*BRIEF 1*. Extract the passage of the commentary on Charlie Kirk from "Why does Waters" to "America to slavery.", word for word.
*BRIEF 2*. Continue the commentary on press coverage of Charlie Kirk's death, starting after its last sentence.

+++ TEXT PROVIDED +++

In fact, more than 90 percent of racial-justice protests were peaceful, putting the lie to Waters’ claim that “many” involved “rioting and killing.” And criticizing Kirk after his death is not the same as the racism spews by some in the wake of Floyd’s death. WSaters continued to whine, insisting that fact-checking equals “hunting down ideological disssent”:
After spending years patrolling the social media ramparts hunting down ideological dissent (i.e. “disinformation”) on issues like COVID and BLM, it’s galling to see the Times quoting professors spouting: “Right now, it’s at quite an extreme level of fear that people have in speaking out.”
Why does Waters want disinformation to spread? He doesn’t explain.
Waters returned to huff the next day that Kirk’s homophobia was called out:
The New York Times Magazine posted a 2,500-word essay, likely bound for the next print edition of the Sunday magazine, by far-left Times journalist Nikole Hannah-Jones: “What the Public Memory of Charlie Kirk Revealed.” Hannah-Jones was the force behind the paper’s discredited revisionist history The 1619 Project, which tied the founding of America to slavery.
[…]She led with an anecdote about a leftist friend’s petulant refusal to let his 11-year-old daughter grieve after hearing about Kirk’s murder in front of his wife and daughter.
As a Christian, Durant also felt he had to address Kirk’s version of Christianity, which condemned and disparaged people who are gay and transgender. Kirk once posted, “The pride and trans movements have always been about grooming kids.” And, in another instance, he had pointed to a passage in the Bible that said men who lay with other men “shall be stoned to death,” saying it “affirms God’s perfect law when it comes to sexual matters.”
But as author Stephen King found out after a reckless post on the topic, Kirk wasn’t arguing that the United States should copy the passages in Leviticus into law but was quoting “the Bible as part of an argument about how others selectively choose quotations,” according to the liberal fact-checkers at Snopes.

+++ DATASET EXCERPTS +++

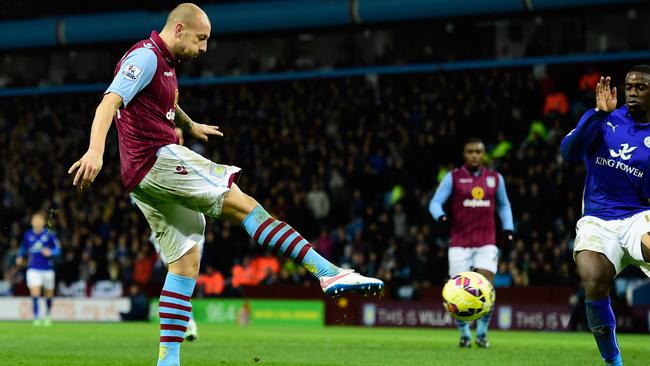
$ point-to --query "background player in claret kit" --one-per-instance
(613, 232)
(173, 186)
(41, 246)
(474, 191)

+++

*EXERCISE OUTPUT 1*.
Why does Waters want disinformation to spread? He doesn’t explain.
Waters returned to huff the next day that Kirk’s homophobia was called out:
The New York Times Magazine posted a 2,500-word essay, likely bound for the next print edition of the Sunday magazine, by far-left Times journalist Nikole Hannah-Jones: “What the Public Memory of Charlie Kirk Revealed.” Hannah-Jones was the force behind the paper’s discredited revisionist history The 1619 Project, which tied the founding of America to slavery.

*EXERCISE OUTPUT 2*.
When Hannah-Jones brought up how Donald Trump “called the white supremacists who rallied in Charlottesville, Va., ‘very fine people,'” Waters served up a bogus defense:
Regarding Charlotteville (take it away again, Snopes), Trump went on to say that “I’m not talking about the neo-Nazis and the white nationalists, because they should be condemned totally.” But these days who expects a supposed historian to tell the truth when the liberal lie goes unchallenged by corporate media?
But as we documented, the people protesting the removal of a Confederate statue in Charlottesville were, in fact, lead by a white supremacist group, so Trump was indeed calling white supremacists “very fine people.”
Waters returned for an Oct. 2 post grousing yet again that it was pointed out people who said not-so-nice things about KIrk were being doxxed by right-wingers:
In Tuesday’s edition, the New York Times added another weeper to the already well-stocked larder of stories lamenting the nationwide firings of gleeful ghouls who celebrated the death of Charlie Kirk. Sabrina Tavernise’s “She Was Fired for a Comment on Her Private Facebook Account.”
[…]As NewsBusters noted in criticizing a similarly themed Times story, people lost their jobs over far more tame comments during the George Floyd hysteria, especially in liberal-dominated workplaces when they failed to bend the knee to Black Lives Matter. The Times didn’t deign to notice them.
Affirming the fact that black lives matter is “bending the knee”? Really?
Waters also hufffed that the article included “an extraneous smear of Libs of TikTok, who has successfully tracked down hateful posts about Charlie Kirk in the wake of his assassination.” He went on to write of one person who was doxxed and then fired: “At least she has a life to live, unlike the person she wrote about so callously the day after he was murdered in front of his family.”
Sounds like Waters thinks doxxing is cool — when it targets people he doesn’t like.